[Dataset entries]
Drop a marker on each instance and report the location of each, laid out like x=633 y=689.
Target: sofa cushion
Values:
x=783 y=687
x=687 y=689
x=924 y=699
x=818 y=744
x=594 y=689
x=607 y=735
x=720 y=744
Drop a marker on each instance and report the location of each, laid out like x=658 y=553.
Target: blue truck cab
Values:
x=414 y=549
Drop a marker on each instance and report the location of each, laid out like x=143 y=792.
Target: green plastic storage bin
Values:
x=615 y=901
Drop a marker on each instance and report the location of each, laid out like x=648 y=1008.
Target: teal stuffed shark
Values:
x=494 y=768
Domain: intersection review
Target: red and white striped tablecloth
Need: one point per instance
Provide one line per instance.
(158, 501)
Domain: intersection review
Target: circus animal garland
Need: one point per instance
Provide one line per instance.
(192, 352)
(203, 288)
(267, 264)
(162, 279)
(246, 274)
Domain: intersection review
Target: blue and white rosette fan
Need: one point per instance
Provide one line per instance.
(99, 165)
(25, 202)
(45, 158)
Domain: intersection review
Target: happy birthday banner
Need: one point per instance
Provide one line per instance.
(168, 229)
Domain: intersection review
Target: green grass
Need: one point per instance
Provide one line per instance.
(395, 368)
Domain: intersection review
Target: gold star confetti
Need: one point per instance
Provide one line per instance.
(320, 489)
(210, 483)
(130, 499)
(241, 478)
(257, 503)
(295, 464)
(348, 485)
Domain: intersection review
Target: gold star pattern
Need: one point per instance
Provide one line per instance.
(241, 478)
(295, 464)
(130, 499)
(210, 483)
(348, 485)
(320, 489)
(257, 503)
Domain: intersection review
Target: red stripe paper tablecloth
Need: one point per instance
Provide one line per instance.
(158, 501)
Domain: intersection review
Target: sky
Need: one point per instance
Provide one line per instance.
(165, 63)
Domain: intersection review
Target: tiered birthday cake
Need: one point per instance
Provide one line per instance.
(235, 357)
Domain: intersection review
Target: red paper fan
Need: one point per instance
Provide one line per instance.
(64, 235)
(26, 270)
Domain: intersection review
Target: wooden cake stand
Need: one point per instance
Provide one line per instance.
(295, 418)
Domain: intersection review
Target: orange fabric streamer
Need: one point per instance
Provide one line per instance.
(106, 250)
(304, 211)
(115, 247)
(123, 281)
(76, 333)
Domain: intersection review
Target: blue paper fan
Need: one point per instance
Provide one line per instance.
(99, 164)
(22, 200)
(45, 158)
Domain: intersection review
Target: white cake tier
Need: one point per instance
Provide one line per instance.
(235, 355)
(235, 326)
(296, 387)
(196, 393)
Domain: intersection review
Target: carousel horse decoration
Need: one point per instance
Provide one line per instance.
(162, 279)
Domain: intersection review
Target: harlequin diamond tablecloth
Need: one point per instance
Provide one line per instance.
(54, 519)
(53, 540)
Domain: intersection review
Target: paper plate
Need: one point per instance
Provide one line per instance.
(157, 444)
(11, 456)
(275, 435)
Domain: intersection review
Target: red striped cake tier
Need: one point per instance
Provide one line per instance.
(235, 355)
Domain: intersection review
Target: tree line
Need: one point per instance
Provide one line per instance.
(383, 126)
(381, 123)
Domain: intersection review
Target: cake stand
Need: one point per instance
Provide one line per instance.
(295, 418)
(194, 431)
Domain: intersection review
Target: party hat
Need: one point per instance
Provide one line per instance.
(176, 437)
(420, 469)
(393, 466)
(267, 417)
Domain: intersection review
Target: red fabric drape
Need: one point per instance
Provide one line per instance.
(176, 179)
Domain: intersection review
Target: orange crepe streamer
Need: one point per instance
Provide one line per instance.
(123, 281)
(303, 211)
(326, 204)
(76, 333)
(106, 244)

### Exercise aim:
Extract the entries above verbatim.

### Answer to this exercise:
Drop a marker on each instance and report the location of each, laid out like x=633 y=689.
Target: sofa cushion
Values:
x=783 y=687
x=687 y=689
x=924 y=699
x=818 y=744
x=594 y=689
x=607 y=735
x=720 y=744
Drop a marker on each instance and report the location of each, laid out like x=658 y=553.
Target: blue truck cab
Values:
x=414 y=549
Drop a marker on each instance and report the location of each, laid out like x=143 y=792.
Target: green plastic storage bin
Values:
x=615 y=901
Drop a marker on each instance and report the location of each, laid out like x=648 y=1008.
Target: teal stuffed shark
Values:
x=494 y=768
Domain: intersection review
Target: red and white striped tablecloth
Need: one point per instance
Provide one line per instance.
(158, 501)
Domain: intersection review
Target: circus animal garland
Need: one point per instance
Provide one line per instance.
(192, 352)
(203, 288)
(267, 264)
(162, 279)
(246, 274)
Domain: intersection review
Target: blue and white rosette fan
Need: one point per instance
Provide one line per instance.
(99, 165)
(25, 202)
(45, 158)
Domain: intersection review
Target: happy birthday banner
Need: one point per instance
Provide one line per instance.
(168, 229)
Domain: intersection review
Target: green grass
Need: one point per instance
Provide one line per instance.
(395, 368)
Domain: intersection review
Target: gold star confetti
Need: one point per instance
Provide one line per instance.
(320, 489)
(210, 483)
(130, 499)
(241, 478)
(257, 503)
(295, 464)
(348, 485)
Domain: intersection review
Target: gold star pattern
Need: one point per instance
Provide one line per instance.
(241, 478)
(295, 464)
(130, 499)
(210, 483)
(348, 485)
(320, 489)
(257, 503)
Domain: intersection review
Target: red stripe paper tablecloth
Need: one point per instance
Provide one line per instance.
(158, 501)
Domain: intersection review
Target: sky
Need: one point per instance
Provide one line per instance.
(165, 63)
Domain: intersection review
Target: tiered birthday cake
Need: one point per instance
Provide one line per instance.
(235, 357)
Domain: intersection review
Target: red paper fan
Need: one point per instance
Provide one line per instance.
(64, 235)
(26, 270)
Domain: intersection review
Target: wooden cake stand
Need: one point per instance
Provide one line per instance.
(295, 418)
Domain: intersection review
Target: orange fabric streamer
Need: one point per instance
Provide one line per instance.
(106, 250)
(304, 211)
(115, 247)
(123, 281)
(76, 333)
Domain: intersection review
Target: blue paper fan
Need: one point per instance
Provide one line per instance.
(99, 164)
(22, 200)
(45, 158)
Domain: intersection review
Target: white cake tier
Need: one point per instance
Provide one line per instance.
(235, 355)
(235, 326)
(296, 387)
(196, 393)
Domain: intersection review
Target: carousel horse decoration
Need: one point per instance
Provide one line per instance.
(162, 279)
Domain: intersection review
Target: harlequin diamond tablecloth
Need: one point per instance
Provide one line per instance.
(54, 519)
(53, 540)
Domain: intersection review
Target: paper plate
Need: one point per instance
Provide one line per instance.
(157, 444)
(11, 456)
(275, 435)
Domain: intersection review
Target: red striped cake tier
Need: one point per instance
Provide one line per instance.
(235, 355)
Domain: intersection review
Target: tree line
Need: one point per instance
Provide one line per instance.
(383, 126)
(381, 123)
Domain: intersection review
Target: cake stand
Need: one point per instance
Provide one line per instance.
(295, 418)
(194, 431)
Domain: intersection review
Target: party hat
Need: one point per instance
Provide one line per instance.
(176, 437)
(420, 469)
(393, 466)
(267, 417)
Domain: intersection review
Target: red fabric drape
Need: one point per instance
Provide one line per instance.
(176, 179)
Domain: intersection review
Target: orange crepe streamer
Need: one point per instance
Provide one line per instance.
(123, 281)
(303, 211)
(326, 204)
(76, 333)
(106, 244)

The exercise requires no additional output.